## [Supplied passage]
★ ★ ★ ★ ★

Module 7 — Observability
Logging Best Practices
Good logs are your first line of defense when debugging production issues.
1The Flight Recorder Analogy
💡 Simple Analogy
A plane's black box records everything—not just crashes. When something goes wrong, investigators can replay events leading up to it.
Your logs are the black box for your system. When production breaks at 3 AM, good logs tell you what happened.
Your logs are the black box for your system. When production breaks at 3 AM, good logs tell you what happened.
2Log Levels
ERROR
Something failed that shouldn't. Needs attention. Page someone.
Example: Database connection failed, payment processing error
WARN
Unexpected but handled. Might become error if continues.
Example: High memory usage, slow query, retry succeeded
INFO
Important business events. What happened, not how.
Example: User logged in, order placed, deployment started
DEBUG
Detailed diagnostic info. Disabled in production usually.
Example: Request payload, function entry/exit, variable values
TRACE
Very detailed. For deep debugging only.
Example: Every iteration in a loop, every cache check
3What to Log
Do Log
- • Requests: method, path, status, duration
- • Business events: order placed, user registered
- • Errors with stack traces and context
- • External service calls and responses
- • State changes and important decisions
Don't Log
- • Passwords, tokens, API keys
- • Personal data (PII): SSN, credit cards
- • Every loop iteration
- • Successful health checks
- • Sensitive business data
4Structured Logging
Structured logging outputs logs in a parseable format (JSON) instead of plain text. This enables powerful querying and analysis.
Unstructured (Bad)
User john logged in from 192.168.1.1 at 2024-01-15 10:30:00Structured (Good)
{"event":"login","user":"john","ip":"192.168.1.1","time":"..."}5Log Aggregation
With many servers, you need centralized logging:
| Tool | Type | Best For |
|---|---|---|
| ELK Stack | Self-hosted | Full control, powerful search |
| Datadog | SaaS | Full observability platform |
| Splunk | Enterprise | Large scale, compliance |
| CloudWatch | AWS | AWS native integration |
6Key Takeaways
1Use appropriate log levels: ERROR for failures, INFO for events, DEBUG for diagnostics.
2Structured logging (JSON) enables powerful search and analysis.
3Include context: request ID, user ID, timestamps.
4Never log secrets: passwords, tokens, PII.
5Use centralized logging (ELK, Datadog) for multi-server systems.
6Good logs are essential for debugging production issues.

★ ★ ★ ★ ★

## [Available data]
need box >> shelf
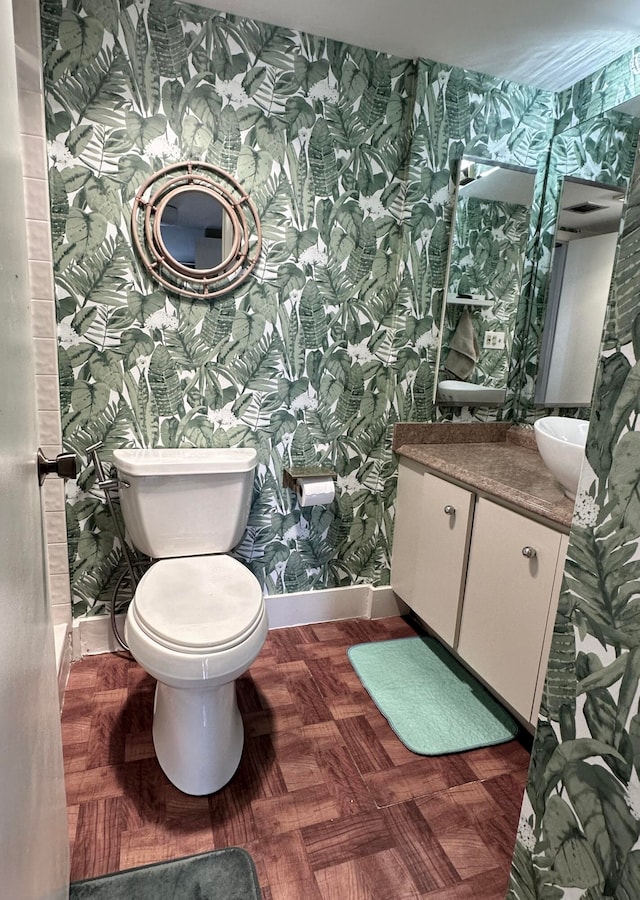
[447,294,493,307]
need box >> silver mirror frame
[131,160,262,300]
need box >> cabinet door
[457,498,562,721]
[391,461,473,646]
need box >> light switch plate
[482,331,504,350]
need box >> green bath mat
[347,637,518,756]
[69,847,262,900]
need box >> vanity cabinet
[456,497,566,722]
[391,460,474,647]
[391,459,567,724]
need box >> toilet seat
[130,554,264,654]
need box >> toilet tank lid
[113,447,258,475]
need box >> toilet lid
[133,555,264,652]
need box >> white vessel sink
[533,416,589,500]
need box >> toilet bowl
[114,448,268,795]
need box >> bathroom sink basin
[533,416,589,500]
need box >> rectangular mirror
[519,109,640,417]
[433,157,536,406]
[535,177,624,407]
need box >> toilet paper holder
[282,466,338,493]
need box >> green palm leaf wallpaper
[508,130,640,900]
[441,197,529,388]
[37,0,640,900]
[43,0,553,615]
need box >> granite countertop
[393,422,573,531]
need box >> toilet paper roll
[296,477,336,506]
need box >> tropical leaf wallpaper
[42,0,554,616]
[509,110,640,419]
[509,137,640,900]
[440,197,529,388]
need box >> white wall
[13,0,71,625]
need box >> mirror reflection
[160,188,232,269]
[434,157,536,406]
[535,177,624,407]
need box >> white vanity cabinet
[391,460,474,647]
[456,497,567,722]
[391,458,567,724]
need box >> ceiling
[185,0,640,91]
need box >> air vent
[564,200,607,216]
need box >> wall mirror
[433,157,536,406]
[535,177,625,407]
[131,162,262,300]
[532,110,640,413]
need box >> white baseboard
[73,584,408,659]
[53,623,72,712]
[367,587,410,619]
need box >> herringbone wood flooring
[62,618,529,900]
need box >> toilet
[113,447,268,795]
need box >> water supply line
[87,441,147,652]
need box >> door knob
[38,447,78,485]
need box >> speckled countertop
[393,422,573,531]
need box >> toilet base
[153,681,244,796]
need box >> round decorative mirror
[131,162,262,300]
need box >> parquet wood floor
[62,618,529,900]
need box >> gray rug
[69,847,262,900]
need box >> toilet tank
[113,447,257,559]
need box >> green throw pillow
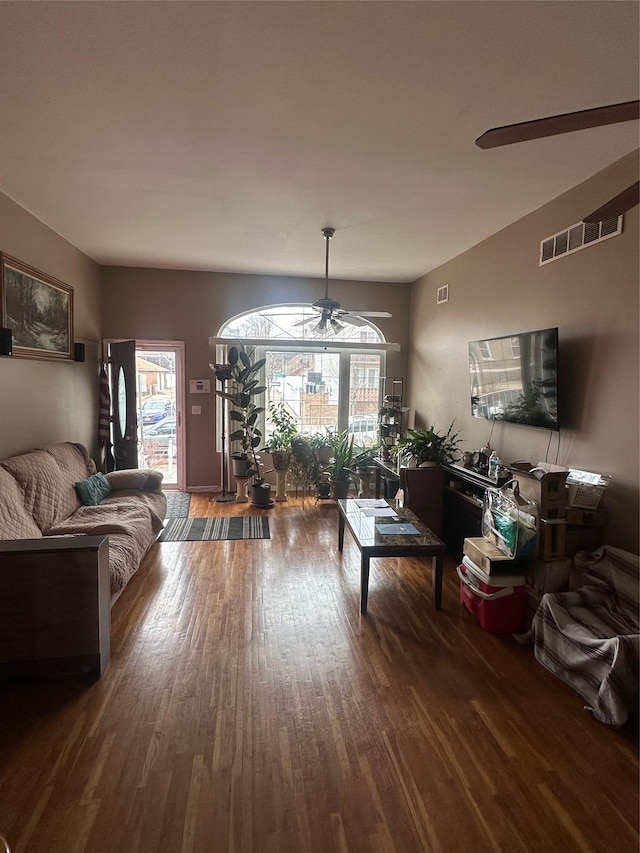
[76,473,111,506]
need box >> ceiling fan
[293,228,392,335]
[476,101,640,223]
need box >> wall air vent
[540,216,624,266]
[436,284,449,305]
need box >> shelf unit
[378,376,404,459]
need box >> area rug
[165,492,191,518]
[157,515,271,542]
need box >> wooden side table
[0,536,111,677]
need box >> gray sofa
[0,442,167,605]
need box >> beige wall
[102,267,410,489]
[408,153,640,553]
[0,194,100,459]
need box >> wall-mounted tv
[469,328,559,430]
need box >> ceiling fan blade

★ ★ ★ ★ ★

## [Task A]
Check each statement below against the logging best practices page and answer yes or no, quoting the exact words from the page that decide it.
(i) DEBUG logging is usually turned off in production.
(ii) Successful health checks are among the things the page says to log.
(iii) WARN covers something unexpected that was handled.
## [Task B]
Translate this sentence from the logging best practices page into Spanish: "Good logs are your first line of defense when debugging production issues."

## [Problem solution A]
(i) Yes: "Disabled in production usually."
(ii) No: the page lists it under "Don't Log" as "Successful health checks".
(iii) Yes: "Unexpected but handled."

## [Problem solution B]
Los buenos registros son tu primera línea de defensa al depurar problemas en producción.